WORK TO COMPLETE:
Rewrite the lines of the material below as a numbered list, starting with the line that contains "Mark one point per instance of the truck" and ending with the last line, both included. Leave out any blank lines.

MATERIAL PROVIDED:
········

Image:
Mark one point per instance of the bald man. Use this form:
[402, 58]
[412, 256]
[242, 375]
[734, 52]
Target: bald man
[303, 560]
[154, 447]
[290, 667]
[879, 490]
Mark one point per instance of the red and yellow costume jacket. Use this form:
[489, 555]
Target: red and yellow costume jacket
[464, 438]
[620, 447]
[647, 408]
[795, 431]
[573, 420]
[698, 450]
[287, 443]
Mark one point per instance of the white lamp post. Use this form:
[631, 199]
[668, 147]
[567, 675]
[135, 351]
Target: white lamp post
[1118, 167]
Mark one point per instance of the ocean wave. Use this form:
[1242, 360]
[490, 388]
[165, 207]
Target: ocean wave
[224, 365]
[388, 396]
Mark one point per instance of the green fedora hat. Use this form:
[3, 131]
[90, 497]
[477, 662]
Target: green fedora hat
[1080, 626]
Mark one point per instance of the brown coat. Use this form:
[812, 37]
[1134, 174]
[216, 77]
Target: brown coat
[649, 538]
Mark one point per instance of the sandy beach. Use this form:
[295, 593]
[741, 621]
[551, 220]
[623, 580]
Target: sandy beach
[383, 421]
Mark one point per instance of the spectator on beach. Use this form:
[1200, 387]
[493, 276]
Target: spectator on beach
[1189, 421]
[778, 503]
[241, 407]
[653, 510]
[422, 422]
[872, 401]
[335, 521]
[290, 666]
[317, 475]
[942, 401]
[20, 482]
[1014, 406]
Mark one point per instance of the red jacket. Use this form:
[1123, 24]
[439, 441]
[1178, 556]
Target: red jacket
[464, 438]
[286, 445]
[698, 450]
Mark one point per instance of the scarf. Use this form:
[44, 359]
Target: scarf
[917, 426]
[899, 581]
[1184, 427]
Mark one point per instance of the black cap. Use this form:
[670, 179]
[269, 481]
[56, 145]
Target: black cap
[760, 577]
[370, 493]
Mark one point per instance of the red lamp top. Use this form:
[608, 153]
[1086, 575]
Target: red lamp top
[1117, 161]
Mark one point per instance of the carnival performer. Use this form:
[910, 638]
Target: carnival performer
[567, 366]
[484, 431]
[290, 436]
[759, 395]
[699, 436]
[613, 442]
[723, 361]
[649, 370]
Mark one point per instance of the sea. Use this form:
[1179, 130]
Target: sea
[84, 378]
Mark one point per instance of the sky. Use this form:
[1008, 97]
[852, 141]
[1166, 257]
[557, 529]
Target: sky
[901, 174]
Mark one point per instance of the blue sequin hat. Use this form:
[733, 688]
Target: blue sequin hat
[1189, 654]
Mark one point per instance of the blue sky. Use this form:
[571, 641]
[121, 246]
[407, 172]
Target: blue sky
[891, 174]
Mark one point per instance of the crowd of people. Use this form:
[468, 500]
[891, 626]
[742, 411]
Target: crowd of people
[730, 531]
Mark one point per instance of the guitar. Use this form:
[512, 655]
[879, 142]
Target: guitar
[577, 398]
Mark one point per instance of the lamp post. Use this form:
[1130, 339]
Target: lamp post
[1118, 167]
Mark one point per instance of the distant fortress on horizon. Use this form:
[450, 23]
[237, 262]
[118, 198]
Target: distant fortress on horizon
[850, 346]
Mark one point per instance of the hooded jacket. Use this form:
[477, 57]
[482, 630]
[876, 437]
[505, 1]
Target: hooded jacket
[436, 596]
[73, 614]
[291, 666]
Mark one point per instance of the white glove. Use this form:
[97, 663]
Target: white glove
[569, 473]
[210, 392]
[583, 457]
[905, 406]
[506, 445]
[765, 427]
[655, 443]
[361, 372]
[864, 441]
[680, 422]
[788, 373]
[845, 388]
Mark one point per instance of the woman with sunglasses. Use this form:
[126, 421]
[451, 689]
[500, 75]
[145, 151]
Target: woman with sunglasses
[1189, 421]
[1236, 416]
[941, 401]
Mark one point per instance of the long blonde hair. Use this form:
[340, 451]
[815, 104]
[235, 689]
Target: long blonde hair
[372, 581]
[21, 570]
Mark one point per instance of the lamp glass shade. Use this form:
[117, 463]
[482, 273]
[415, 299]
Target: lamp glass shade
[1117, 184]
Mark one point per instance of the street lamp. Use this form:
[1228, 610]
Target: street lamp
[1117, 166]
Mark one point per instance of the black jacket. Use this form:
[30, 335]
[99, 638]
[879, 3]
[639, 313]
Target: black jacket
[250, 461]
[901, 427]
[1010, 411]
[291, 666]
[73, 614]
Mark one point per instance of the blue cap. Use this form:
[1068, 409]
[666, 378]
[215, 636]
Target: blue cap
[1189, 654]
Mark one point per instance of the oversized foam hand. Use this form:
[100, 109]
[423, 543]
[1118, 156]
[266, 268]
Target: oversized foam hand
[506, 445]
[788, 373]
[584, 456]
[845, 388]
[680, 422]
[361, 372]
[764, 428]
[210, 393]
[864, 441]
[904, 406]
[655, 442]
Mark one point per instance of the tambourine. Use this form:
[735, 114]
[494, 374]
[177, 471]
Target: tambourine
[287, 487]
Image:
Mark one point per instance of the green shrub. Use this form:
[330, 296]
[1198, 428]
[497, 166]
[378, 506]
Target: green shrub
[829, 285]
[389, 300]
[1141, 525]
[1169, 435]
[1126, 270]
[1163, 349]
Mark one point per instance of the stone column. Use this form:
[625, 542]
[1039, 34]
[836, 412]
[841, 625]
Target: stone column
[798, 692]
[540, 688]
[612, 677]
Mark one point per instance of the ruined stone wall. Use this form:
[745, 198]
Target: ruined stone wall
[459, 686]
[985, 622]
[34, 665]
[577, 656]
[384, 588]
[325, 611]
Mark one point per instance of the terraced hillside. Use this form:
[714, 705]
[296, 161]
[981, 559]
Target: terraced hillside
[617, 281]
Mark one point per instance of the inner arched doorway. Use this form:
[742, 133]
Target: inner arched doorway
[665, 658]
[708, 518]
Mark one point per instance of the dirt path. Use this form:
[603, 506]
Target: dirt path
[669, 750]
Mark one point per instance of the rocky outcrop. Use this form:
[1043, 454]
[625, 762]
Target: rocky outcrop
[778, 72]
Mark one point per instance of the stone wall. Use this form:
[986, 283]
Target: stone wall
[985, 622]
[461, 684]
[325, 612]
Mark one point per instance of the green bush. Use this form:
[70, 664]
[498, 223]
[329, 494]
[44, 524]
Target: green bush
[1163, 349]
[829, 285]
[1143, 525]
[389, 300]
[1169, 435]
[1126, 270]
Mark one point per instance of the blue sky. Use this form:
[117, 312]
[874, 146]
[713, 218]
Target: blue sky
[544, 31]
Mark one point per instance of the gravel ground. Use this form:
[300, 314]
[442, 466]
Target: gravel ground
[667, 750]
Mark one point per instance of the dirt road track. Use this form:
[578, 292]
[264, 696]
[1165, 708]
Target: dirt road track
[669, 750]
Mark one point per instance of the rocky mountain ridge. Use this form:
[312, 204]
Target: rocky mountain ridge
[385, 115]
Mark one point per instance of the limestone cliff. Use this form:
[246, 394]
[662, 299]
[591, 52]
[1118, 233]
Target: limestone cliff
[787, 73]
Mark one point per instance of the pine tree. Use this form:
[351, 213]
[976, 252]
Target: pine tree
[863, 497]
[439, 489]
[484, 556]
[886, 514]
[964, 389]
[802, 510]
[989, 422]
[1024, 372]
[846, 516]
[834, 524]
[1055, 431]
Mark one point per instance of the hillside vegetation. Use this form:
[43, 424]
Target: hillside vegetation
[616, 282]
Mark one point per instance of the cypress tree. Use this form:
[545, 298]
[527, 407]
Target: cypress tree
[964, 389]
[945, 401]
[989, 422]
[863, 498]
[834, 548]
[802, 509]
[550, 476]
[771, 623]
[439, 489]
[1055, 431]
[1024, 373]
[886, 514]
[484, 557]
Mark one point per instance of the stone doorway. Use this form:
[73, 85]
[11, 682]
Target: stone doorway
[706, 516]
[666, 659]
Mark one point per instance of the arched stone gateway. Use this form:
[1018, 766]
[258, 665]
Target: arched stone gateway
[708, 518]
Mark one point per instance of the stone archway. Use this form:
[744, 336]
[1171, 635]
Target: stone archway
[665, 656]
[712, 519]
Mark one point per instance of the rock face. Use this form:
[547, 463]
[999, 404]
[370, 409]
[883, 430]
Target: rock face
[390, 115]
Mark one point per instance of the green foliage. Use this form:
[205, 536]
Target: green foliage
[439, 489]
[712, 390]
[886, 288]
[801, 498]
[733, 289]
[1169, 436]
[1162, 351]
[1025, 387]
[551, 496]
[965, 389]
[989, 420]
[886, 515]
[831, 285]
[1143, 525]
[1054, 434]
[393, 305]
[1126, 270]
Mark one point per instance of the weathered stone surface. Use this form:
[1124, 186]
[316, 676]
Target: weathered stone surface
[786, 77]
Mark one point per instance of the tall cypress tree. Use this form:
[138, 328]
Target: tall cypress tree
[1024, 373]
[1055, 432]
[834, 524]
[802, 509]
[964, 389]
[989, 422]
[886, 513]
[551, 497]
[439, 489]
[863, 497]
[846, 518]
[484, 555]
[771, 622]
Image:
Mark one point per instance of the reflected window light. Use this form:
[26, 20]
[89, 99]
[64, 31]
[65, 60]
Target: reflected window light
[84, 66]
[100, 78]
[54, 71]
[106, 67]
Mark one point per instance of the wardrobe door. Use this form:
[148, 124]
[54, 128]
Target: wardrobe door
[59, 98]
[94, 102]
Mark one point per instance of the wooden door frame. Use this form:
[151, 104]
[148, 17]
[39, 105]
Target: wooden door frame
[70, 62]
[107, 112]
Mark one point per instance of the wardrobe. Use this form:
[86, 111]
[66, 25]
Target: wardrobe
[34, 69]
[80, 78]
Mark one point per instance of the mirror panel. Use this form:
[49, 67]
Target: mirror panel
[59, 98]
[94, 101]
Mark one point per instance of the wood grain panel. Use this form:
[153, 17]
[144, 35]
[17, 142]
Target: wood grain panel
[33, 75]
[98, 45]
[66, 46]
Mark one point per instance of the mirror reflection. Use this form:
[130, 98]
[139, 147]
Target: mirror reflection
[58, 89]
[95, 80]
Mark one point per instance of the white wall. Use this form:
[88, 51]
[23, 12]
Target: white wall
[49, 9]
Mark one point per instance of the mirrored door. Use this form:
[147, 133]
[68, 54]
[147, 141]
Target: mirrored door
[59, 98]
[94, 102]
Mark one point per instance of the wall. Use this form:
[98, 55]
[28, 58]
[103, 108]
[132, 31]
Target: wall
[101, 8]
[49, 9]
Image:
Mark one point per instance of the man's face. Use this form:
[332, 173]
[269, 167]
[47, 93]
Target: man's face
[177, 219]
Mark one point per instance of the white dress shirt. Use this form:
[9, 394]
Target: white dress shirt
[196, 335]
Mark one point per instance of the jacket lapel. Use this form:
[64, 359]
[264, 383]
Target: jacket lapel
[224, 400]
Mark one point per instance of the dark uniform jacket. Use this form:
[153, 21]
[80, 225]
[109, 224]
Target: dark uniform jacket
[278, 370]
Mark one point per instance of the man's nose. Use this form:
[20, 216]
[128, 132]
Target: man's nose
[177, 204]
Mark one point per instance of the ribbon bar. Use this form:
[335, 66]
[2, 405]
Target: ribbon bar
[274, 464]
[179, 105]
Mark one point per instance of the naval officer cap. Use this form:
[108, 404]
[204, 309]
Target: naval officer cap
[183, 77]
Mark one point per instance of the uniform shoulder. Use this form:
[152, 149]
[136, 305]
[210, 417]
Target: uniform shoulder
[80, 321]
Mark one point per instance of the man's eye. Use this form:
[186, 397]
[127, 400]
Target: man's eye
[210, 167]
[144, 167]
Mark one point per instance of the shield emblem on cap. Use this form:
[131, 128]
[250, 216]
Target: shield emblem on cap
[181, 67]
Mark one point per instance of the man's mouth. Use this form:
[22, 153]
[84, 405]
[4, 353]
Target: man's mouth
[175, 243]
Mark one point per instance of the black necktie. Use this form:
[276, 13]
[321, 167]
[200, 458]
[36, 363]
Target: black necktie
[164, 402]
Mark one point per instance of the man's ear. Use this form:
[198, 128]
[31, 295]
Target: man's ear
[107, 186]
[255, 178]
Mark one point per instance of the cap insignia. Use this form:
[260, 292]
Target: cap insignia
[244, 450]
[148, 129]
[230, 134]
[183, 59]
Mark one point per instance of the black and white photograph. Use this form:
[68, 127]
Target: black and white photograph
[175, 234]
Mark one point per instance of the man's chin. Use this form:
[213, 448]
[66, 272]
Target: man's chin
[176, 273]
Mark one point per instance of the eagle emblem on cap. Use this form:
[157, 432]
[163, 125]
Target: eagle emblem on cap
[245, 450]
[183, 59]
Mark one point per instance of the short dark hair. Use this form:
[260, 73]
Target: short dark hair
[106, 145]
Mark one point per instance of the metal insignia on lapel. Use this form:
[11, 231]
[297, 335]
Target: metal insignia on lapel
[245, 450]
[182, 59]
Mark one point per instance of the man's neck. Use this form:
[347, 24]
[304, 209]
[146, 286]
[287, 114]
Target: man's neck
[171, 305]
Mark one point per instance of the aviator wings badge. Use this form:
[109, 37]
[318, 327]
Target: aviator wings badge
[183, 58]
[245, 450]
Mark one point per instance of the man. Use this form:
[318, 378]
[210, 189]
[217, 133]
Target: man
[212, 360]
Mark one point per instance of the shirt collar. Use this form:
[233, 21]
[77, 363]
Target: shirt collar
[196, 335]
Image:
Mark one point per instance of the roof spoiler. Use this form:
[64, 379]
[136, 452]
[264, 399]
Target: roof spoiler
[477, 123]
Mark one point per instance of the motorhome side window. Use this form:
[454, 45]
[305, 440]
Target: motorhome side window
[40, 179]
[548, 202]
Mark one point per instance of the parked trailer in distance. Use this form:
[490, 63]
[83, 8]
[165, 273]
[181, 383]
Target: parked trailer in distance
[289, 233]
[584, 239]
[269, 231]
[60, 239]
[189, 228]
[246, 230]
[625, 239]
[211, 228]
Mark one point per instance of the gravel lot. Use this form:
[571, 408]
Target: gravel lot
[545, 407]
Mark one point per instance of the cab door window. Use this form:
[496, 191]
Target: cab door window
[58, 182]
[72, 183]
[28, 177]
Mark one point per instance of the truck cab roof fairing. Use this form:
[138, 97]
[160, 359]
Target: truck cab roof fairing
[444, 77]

········

FINAL ANSWER:
1. Mark one point per instance of the truck cab roof fairing. Use this form:
2. [138, 97]
3. [160, 359]
4. Target: truck cab roof fairing
5. [444, 77]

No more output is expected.